WHAT IS ASKED » Please copy out every one of the records below with "Reviewer note" swapped for "Annotator note" and nothing else altered. Omit the pictures from your copy.

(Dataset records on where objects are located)
::::::::
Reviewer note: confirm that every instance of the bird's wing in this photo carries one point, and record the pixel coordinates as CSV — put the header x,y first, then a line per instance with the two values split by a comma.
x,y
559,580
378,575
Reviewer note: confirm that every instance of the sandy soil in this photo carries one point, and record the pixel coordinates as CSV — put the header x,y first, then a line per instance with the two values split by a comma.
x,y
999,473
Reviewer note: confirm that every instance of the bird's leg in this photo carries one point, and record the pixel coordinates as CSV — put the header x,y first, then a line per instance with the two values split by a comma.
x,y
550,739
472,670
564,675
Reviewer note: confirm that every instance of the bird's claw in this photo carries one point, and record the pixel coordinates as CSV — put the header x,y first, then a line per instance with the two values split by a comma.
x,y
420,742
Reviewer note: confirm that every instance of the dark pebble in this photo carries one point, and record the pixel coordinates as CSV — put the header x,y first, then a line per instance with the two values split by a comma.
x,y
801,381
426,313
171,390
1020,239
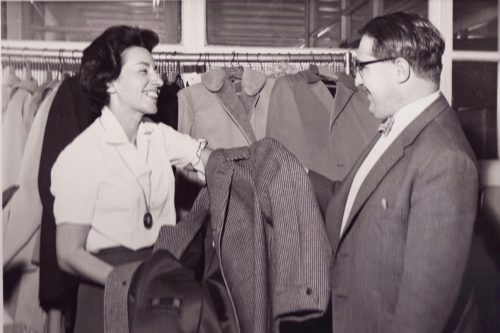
::::::::
COMPLETED EXERCISE »
Annotator note: confirm that every instance of the bird's wing in this photo carries one point, and record the pixel coordinates as CSV — put the header x,y first, then a line per instance with the two values split by a comma.
x,y
559,580
378,575
Annotator note: confirm that every instance of the sandy soil in this photo carries one point, and record the pixel coordinates as CSV — put the header x,y first, then a line per instance with the two values split by a comma.
x,y
999,473
Annotator note: confirm that every instance of the bird's leg in this photo carries one point, and record the pixel coordinates as CSV — put the header x,y first, then a line per instance with the two values split by a comma.
x,y
550,739
472,670
564,675
Annotator note: confirm that every instance of the bird's claw in this photo carries one point, and record the pixel coordinates as CSV — put the header x,y first, then a line per instance with the two values split by a comma.
x,y
420,742
Annotator note: confirm that every instance of the dark pebble in this photo carries one point, and record the pixel coordinates as CSV — put the header x,y first, then a line per instance with the two values split by a comma.
x,y
801,381
426,313
171,390
1020,239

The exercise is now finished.